WORK TO COMPLETE:
What you give back must match the data character for character.

DATA EXCERPTS:
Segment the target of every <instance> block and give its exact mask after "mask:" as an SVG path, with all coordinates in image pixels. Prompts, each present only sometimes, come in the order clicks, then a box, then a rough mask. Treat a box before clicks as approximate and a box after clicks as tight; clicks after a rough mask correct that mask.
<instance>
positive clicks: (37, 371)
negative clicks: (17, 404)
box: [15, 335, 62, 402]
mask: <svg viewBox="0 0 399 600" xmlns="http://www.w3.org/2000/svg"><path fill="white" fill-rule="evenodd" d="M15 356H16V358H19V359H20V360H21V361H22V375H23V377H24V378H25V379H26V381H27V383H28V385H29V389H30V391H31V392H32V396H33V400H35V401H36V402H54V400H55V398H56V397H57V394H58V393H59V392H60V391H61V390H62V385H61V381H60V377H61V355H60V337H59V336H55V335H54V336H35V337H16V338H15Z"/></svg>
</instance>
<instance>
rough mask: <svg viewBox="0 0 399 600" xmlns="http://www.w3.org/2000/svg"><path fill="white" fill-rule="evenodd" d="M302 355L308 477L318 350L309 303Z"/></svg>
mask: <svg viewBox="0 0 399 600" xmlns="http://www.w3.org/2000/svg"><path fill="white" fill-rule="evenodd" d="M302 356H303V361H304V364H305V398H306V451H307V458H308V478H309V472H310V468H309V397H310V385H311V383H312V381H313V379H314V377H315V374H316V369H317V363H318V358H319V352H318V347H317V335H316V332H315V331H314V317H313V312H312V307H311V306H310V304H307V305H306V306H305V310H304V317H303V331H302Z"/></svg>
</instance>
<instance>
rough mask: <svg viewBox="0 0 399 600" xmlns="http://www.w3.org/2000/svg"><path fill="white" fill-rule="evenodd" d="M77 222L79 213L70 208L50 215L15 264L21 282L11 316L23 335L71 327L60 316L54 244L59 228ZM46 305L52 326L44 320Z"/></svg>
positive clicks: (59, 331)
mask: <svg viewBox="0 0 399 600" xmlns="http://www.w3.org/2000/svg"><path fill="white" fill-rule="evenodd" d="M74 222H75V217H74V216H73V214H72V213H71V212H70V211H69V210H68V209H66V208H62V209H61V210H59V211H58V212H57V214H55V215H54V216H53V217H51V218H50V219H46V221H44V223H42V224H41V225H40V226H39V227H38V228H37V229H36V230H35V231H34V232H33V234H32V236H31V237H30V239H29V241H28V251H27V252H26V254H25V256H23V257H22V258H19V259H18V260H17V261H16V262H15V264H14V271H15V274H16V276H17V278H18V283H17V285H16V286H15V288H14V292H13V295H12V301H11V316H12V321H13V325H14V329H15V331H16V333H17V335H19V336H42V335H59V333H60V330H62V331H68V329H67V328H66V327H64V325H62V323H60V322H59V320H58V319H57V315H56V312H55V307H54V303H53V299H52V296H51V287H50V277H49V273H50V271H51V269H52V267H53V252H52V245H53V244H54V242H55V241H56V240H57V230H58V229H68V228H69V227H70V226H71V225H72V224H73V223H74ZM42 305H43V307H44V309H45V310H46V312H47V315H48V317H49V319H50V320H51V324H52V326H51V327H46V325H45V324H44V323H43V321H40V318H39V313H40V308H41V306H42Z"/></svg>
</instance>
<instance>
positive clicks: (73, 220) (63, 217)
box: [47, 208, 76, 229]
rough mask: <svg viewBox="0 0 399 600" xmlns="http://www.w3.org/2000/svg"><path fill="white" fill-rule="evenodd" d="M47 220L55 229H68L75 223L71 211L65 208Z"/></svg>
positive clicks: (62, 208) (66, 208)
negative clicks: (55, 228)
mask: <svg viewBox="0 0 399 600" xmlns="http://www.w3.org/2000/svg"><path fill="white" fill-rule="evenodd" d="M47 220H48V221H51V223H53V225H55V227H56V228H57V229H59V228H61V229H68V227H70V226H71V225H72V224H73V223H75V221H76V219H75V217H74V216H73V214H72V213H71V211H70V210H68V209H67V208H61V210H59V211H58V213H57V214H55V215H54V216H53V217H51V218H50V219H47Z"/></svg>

WRITTEN ANSWER:
Segment the target of every <instance> block and give its exact mask after "mask:" as an SVG path, with all coordinates in image pixels. Prompts, each present only sometimes, come in the order clicks, then a box, then a rough mask. Treat a box before clicks as approximate and a box after clicks as tight; clicks after a rough mask correct that mask.
<instance>
positive clicks: (37, 371)
negative clicks: (17, 404)
box: [15, 335, 62, 402]
mask: <svg viewBox="0 0 399 600" xmlns="http://www.w3.org/2000/svg"><path fill="white" fill-rule="evenodd" d="M15 356H16V358H19V359H20V360H21V361H22V375H23V377H24V378H25V379H26V381H27V383H28V385H29V389H30V391H31V392H32V396H33V400H35V401H36V402H54V400H55V398H56V397H57V394H58V393H59V392H60V391H61V390H62V385H61V381H60V377H61V355H60V337H59V336H55V335H54V336H35V337H16V338H15Z"/></svg>
</instance>
<instance>
rough mask: <svg viewBox="0 0 399 600" xmlns="http://www.w3.org/2000/svg"><path fill="white" fill-rule="evenodd" d="M302 355L308 477L318 350L309 303Z"/></svg>
mask: <svg viewBox="0 0 399 600" xmlns="http://www.w3.org/2000/svg"><path fill="white" fill-rule="evenodd" d="M302 356H303V361H304V364H305V398H306V451H307V458H308V478H309V472H310V468H309V397H310V385H311V383H312V381H313V379H314V377H315V374H316V369H317V363H318V358H319V352H318V347H317V335H316V332H315V331H314V317H313V312H312V307H311V306H310V304H307V305H306V306H305V310H304V317H303V331H302Z"/></svg>
</instance>
<instance>
rough mask: <svg viewBox="0 0 399 600" xmlns="http://www.w3.org/2000/svg"><path fill="white" fill-rule="evenodd" d="M77 222L79 213L70 208L50 215L15 264L21 282L11 316L23 335L71 327L60 316L54 244L59 228ZM46 305L52 326L44 320Z"/></svg>
positive clicks: (59, 331)
mask: <svg viewBox="0 0 399 600" xmlns="http://www.w3.org/2000/svg"><path fill="white" fill-rule="evenodd" d="M74 222H75V217H74V216H73V214H72V213H71V212H70V211H69V210H68V209H66V208H62V209H61V210H59V211H58V212H57V214H55V215H54V216H53V217H51V218H50V219H46V221H44V223H42V224H41V225H40V226H39V227H38V228H37V229H36V230H35V231H34V232H33V234H32V236H31V237H30V239H29V241H28V251H27V252H26V254H25V256H23V257H22V258H19V259H18V260H17V261H16V262H15V264H14V271H15V274H16V276H17V278H18V283H17V285H16V286H15V288H14V292H13V295H12V301H11V316H12V321H13V325H14V329H15V331H16V333H17V335H19V336H42V335H59V333H60V330H62V331H68V329H67V328H66V327H64V325H62V323H60V322H59V320H58V319H57V315H56V312H55V307H54V303H53V299H52V296H51V287H50V277H49V273H50V271H51V269H52V267H53V252H52V245H53V244H54V242H55V241H56V240H57V230H58V229H68V228H69V227H70V226H71V225H72V224H73V223H74ZM42 305H43V307H44V309H45V310H46V312H47V315H48V317H49V319H50V320H51V324H52V326H51V327H46V325H45V324H44V323H43V321H40V318H39V313H40V308H41V306H42Z"/></svg>
</instance>
<instance>
positive clicks: (73, 220) (63, 217)
box: [47, 208, 76, 229]
rough mask: <svg viewBox="0 0 399 600" xmlns="http://www.w3.org/2000/svg"><path fill="white" fill-rule="evenodd" d="M47 220L55 229H68L75 223L71 211L65 208Z"/></svg>
positive clicks: (62, 208) (66, 208)
negative clicks: (55, 228)
mask: <svg viewBox="0 0 399 600" xmlns="http://www.w3.org/2000/svg"><path fill="white" fill-rule="evenodd" d="M47 220H48V221H51V223H53V225H55V227H56V228H57V229H59V228H61V229H68V227H70V226H71V225H72V224H73V223H75V221H76V219H75V217H74V216H73V214H72V213H71V211H70V210H68V209H67V208H61V210H59V211H58V213H57V214H55V215H54V216H53V217H51V218H50V219H47Z"/></svg>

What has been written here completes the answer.